• **Instructions for the task**
Format the listing below, from its beginning up to and including the line containing "[533,243,603,342]", as a Markdown table with the columns No. and Line, numbering each line and omitting blank lines and pictures; include only those lines.

• **Dataset entries**
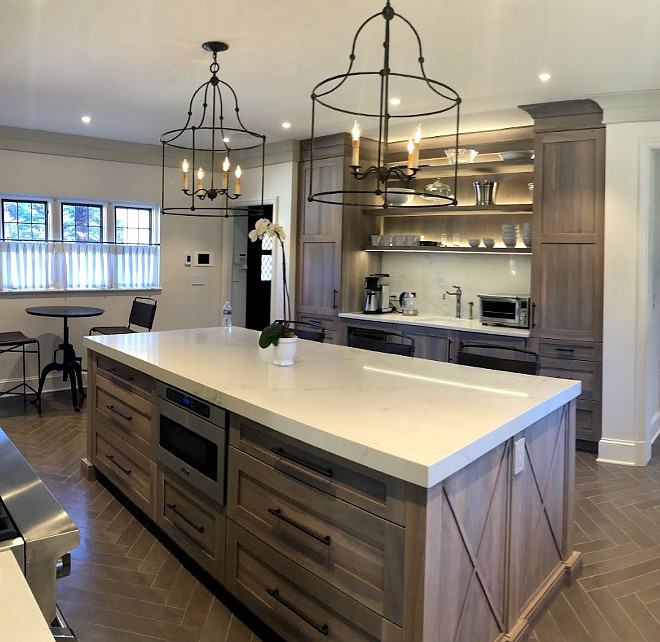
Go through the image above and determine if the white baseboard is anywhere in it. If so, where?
[596,438,649,466]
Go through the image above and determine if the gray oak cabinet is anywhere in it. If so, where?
[522,100,605,451]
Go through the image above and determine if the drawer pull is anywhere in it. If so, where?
[268,508,332,546]
[266,588,330,635]
[105,404,133,421]
[105,455,131,475]
[167,504,204,533]
[270,448,335,477]
[108,368,133,381]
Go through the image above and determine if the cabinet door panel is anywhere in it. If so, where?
[533,243,603,342]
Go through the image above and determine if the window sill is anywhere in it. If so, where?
[0,287,163,297]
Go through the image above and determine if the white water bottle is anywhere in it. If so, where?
[221,301,231,328]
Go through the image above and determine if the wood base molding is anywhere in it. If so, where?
[503,551,582,642]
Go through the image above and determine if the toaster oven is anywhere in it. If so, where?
[477,294,530,328]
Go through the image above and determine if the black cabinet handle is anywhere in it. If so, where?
[268,508,332,546]
[270,448,335,477]
[266,588,330,635]
[105,404,133,421]
[105,455,131,475]
[166,504,204,533]
[108,368,133,381]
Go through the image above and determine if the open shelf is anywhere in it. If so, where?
[363,245,532,255]
[372,198,533,216]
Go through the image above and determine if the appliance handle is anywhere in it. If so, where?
[270,447,335,477]
[266,588,330,635]
[268,508,332,546]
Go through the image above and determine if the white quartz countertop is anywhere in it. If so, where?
[339,312,529,337]
[84,327,580,487]
[0,551,53,642]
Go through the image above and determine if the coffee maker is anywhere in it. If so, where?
[364,274,392,314]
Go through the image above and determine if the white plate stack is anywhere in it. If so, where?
[502,225,518,247]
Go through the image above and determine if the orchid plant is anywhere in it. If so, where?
[248,218,295,348]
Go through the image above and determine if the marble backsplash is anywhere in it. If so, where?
[383,252,532,318]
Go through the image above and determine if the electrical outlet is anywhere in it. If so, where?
[513,437,525,475]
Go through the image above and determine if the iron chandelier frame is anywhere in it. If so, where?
[307,0,462,209]
[160,41,266,218]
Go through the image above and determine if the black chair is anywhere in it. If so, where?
[0,332,41,403]
[456,343,539,375]
[89,296,158,334]
[275,319,325,343]
[348,328,415,357]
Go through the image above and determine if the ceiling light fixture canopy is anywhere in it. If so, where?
[160,41,266,218]
[307,0,461,209]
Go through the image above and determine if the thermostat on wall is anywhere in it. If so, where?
[193,250,213,267]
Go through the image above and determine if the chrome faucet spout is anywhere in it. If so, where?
[442,285,463,319]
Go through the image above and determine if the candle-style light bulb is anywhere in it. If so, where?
[234,165,243,196]
[351,120,360,167]
[222,156,229,189]
[181,158,190,190]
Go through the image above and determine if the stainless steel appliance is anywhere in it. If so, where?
[0,429,80,640]
[364,274,392,314]
[477,294,530,328]
[156,381,227,505]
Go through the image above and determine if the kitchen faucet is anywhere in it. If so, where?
[442,285,463,319]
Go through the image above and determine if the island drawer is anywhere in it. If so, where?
[229,413,406,525]
[226,520,403,642]
[91,418,156,520]
[156,465,226,582]
[93,353,154,401]
[227,448,405,624]
[91,377,156,459]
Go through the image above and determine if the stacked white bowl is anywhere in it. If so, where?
[502,225,518,247]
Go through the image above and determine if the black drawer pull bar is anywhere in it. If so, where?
[105,404,133,421]
[268,508,332,546]
[167,504,204,533]
[105,455,131,475]
[266,588,330,635]
[108,368,133,381]
[270,448,335,477]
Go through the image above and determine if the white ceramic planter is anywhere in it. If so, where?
[273,337,298,366]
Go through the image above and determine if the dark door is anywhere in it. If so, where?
[245,205,273,330]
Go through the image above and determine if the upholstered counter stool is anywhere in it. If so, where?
[0,332,41,403]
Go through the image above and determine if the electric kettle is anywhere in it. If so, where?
[399,292,419,316]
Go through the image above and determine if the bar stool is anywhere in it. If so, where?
[0,332,41,403]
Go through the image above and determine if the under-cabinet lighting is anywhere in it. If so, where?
[362,366,529,399]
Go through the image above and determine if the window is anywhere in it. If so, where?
[115,207,151,245]
[2,198,48,241]
[0,194,160,291]
[62,203,103,243]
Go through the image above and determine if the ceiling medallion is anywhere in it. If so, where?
[160,41,266,218]
[307,0,461,209]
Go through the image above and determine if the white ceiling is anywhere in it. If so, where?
[0,0,660,143]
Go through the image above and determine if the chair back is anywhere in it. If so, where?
[348,328,415,357]
[128,296,158,332]
[275,320,325,343]
[456,343,539,375]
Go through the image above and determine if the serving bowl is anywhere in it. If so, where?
[445,147,479,165]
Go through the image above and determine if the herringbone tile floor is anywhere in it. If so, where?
[0,394,660,642]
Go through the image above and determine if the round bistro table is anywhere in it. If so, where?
[25,305,105,413]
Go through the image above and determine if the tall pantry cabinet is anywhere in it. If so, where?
[522,100,605,451]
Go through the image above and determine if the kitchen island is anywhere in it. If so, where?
[84,328,580,642]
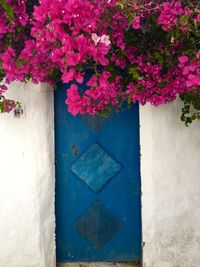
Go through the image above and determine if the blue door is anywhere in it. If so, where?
[55,80,141,262]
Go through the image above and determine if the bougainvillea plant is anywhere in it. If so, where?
[0,0,200,125]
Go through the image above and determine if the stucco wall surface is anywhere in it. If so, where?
[0,83,55,267]
[140,101,200,267]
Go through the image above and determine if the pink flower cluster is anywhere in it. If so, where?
[178,51,200,88]
[0,0,200,115]
[66,71,121,115]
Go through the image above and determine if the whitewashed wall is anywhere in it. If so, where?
[140,102,200,267]
[0,83,55,267]
[0,83,200,267]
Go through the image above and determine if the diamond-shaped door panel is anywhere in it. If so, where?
[81,114,107,134]
[75,202,122,250]
[71,143,121,193]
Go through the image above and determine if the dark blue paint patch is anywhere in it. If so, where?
[75,202,122,250]
[55,80,141,262]
[71,144,121,193]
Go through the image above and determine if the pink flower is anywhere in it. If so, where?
[132,17,141,30]
[178,55,188,64]
[100,34,111,46]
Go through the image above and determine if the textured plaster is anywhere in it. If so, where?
[0,83,55,267]
[140,101,200,267]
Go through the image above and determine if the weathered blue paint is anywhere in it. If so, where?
[55,80,141,261]
[71,143,121,193]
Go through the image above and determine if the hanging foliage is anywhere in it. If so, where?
[0,0,200,125]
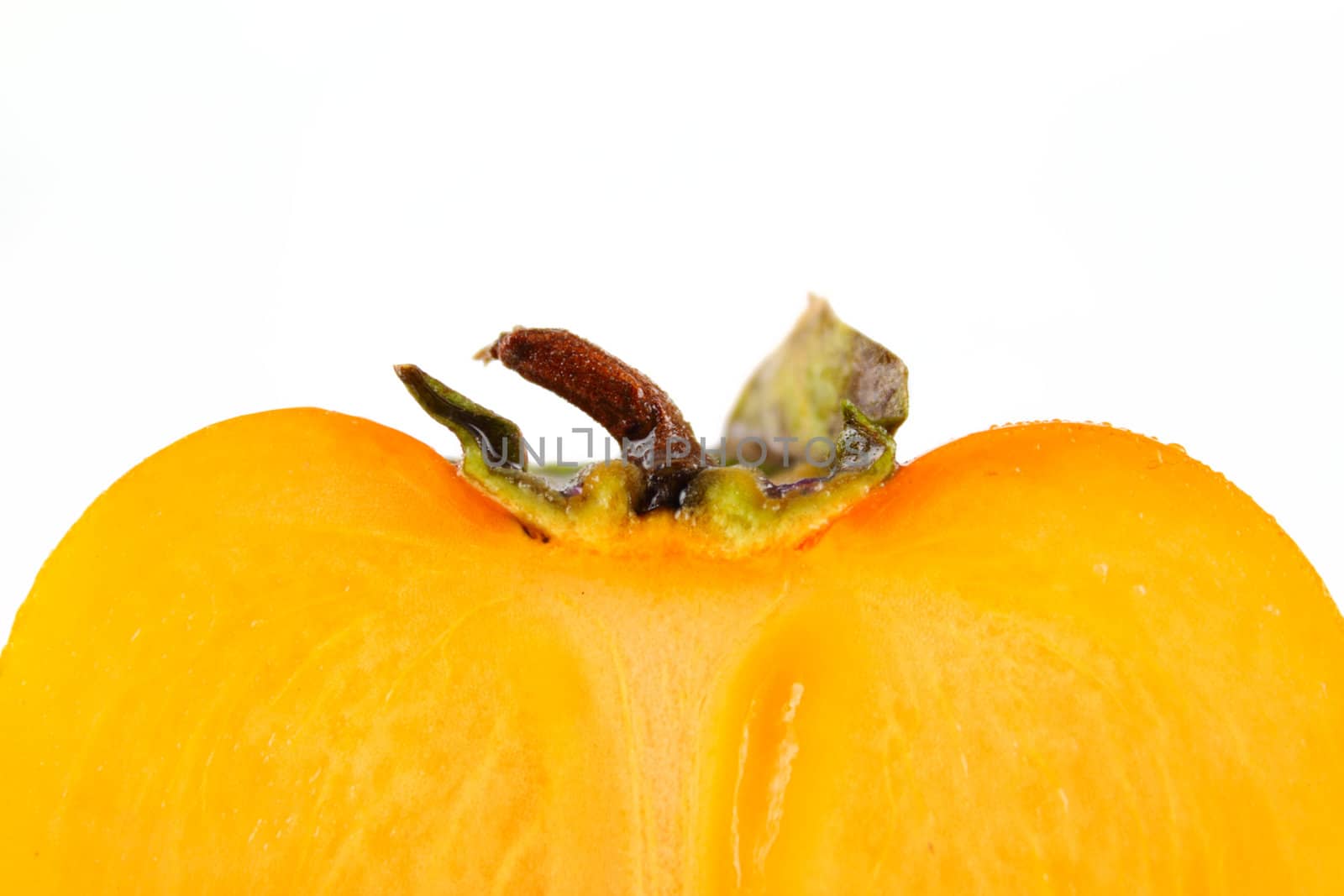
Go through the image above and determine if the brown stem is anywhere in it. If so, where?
[477,327,706,511]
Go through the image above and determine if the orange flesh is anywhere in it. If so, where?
[0,410,1344,894]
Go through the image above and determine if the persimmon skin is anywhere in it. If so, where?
[0,410,1344,894]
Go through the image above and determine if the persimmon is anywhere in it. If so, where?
[0,301,1344,896]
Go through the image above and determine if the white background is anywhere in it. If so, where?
[0,0,1344,642]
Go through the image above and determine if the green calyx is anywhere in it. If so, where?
[395,298,907,552]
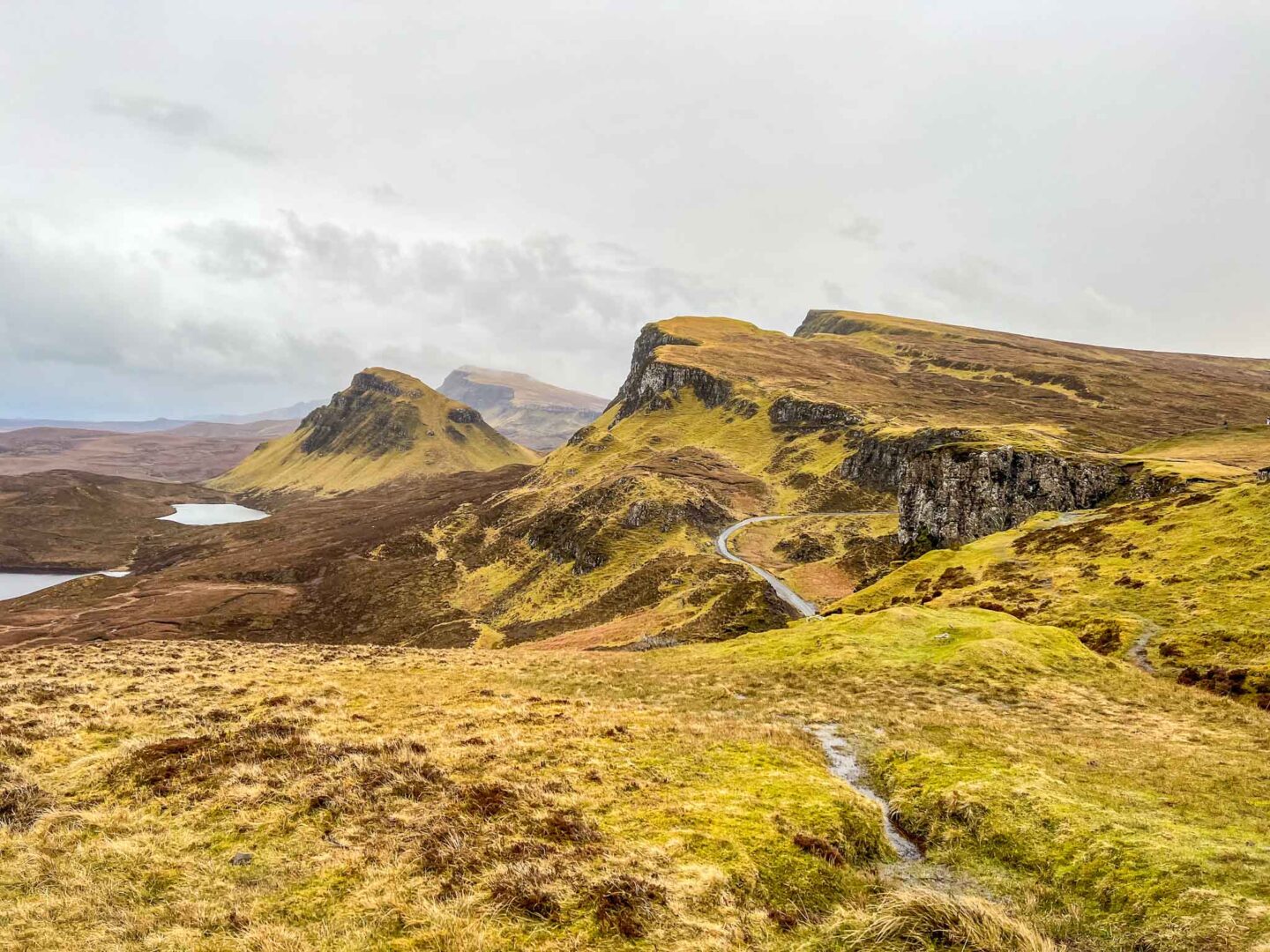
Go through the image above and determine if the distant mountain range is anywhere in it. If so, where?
[439,367,609,453]
[210,367,539,495]
[0,400,324,433]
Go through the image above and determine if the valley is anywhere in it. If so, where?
[0,311,1270,952]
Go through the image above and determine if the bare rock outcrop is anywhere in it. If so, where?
[609,324,731,425]
[840,429,1129,547]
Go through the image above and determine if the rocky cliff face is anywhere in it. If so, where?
[609,324,731,424]
[441,367,606,452]
[900,445,1126,546]
[842,430,1128,546]
[297,370,419,457]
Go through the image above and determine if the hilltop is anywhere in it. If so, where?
[439,367,609,452]
[210,367,537,495]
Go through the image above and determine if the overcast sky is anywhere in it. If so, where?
[0,0,1270,419]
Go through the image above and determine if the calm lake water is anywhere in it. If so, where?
[0,572,127,602]
[159,502,269,525]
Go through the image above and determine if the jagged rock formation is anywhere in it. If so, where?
[212,367,537,495]
[842,429,1129,546]
[900,445,1128,546]
[609,324,731,428]
[439,367,606,452]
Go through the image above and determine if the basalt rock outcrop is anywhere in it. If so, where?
[900,445,1126,546]
[609,324,733,427]
[840,429,1129,546]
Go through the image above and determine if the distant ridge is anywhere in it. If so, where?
[439,366,609,452]
[210,367,539,495]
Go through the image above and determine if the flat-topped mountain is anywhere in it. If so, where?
[620,311,1270,450]
[212,367,537,495]
[441,367,609,452]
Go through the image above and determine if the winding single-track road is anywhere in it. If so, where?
[715,510,895,618]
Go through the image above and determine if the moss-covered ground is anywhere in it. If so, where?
[0,606,1270,952]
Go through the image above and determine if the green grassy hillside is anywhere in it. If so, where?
[210,367,537,495]
[837,484,1270,709]
[0,606,1270,952]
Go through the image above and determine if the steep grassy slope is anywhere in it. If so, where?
[1124,425,1270,482]
[0,606,1270,952]
[797,311,1270,450]
[838,484,1270,710]
[438,367,609,453]
[731,516,900,608]
[434,314,1270,645]
[210,367,537,495]
[81,315,1265,647]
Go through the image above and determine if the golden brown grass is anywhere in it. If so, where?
[0,606,1270,952]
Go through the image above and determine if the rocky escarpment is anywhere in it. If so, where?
[609,324,731,427]
[842,430,1128,546]
[439,367,609,452]
[297,370,419,457]
[900,445,1126,546]
[767,393,863,429]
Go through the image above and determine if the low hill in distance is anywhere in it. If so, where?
[210,367,539,495]
[0,420,297,482]
[439,367,609,452]
[0,470,231,571]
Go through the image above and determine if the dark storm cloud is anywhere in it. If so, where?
[93,93,273,161]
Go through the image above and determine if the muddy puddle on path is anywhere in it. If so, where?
[808,724,923,863]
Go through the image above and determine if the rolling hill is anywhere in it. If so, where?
[7,312,1270,952]
[210,367,539,495]
[439,367,609,452]
[0,420,297,482]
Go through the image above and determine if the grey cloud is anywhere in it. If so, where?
[0,0,1270,412]
[366,182,405,207]
[0,227,358,415]
[174,212,734,352]
[93,93,273,161]
[171,219,291,279]
[838,214,881,248]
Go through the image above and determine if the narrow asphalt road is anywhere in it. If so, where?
[715,511,895,618]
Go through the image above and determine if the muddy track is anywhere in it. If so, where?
[715,510,895,618]
[808,724,923,863]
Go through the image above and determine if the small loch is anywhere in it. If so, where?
[159,502,269,525]
[0,571,127,602]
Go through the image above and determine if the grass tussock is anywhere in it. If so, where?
[0,604,1270,952]
[840,889,1058,952]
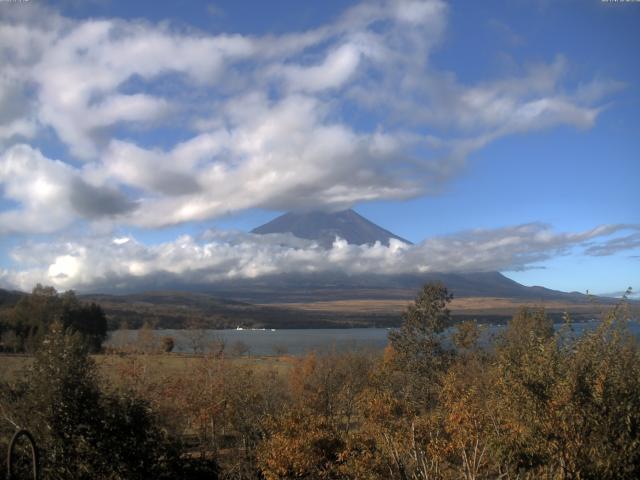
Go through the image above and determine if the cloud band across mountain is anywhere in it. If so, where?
[0,223,640,291]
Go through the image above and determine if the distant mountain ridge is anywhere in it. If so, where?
[251,209,411,248]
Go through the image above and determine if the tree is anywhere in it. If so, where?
[389,282,453,409]
[2,322,178,480]
[5,284,107,352]
[162,337,176,353]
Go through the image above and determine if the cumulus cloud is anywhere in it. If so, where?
[0,223,640,291]
[0,144,135,234]
[0,0,620,232]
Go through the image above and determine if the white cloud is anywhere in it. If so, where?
[0,224,640,291]
[0,0,620,232]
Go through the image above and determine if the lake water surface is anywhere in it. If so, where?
[106,321,640,355]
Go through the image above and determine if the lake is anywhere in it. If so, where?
[105,320,640,355]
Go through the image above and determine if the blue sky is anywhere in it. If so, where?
[0,0,640,293]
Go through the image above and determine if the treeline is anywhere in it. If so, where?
[0,284,640,480]
[0,284,107,353]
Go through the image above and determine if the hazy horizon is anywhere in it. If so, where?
[0,0,640,295]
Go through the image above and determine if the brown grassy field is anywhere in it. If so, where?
[0,353,293,383]
[262,297,610,315]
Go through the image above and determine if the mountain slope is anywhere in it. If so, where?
[251,209,411,248]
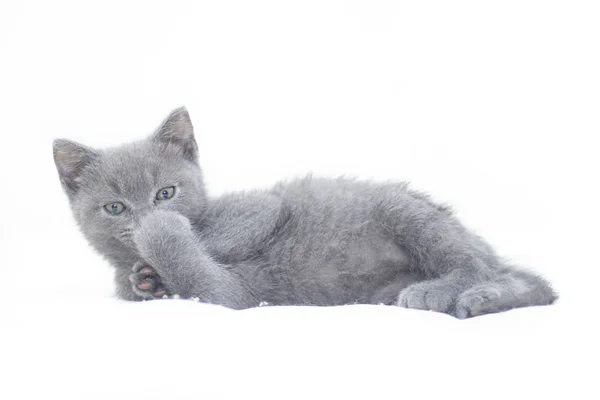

• **Solution for this problem**
| No. | Line |
|---|---|
| 1 | Go through the image above and determine if the white baseboard is anywhere in it. If so, where? |
| 2 | [596,438,649,466] |
| 3 | Go through the image above and determine if the gray oak cabinet is anywhere in it. If so, where? |
| 4 | [522,100,605,451] |
| 5 | Go through the image above and determine if the drawer pull is anywhere in it. If so, where? |
| 6 | [268,508,332,546] |
| 7 | [266,588,330,635] |
| 8 | [105,404,133,421] |
| 9 | [105,455,131,475] |
| 10 | [167,504,204,533] |
| 11 | [270,448,335,477] |
| 12 | [108,368,133,381] |
| 13 | Go through the image above and determine if the cabinet door panel is anywhere in it. If so, where? |
| 14 | [533,243,603,342] |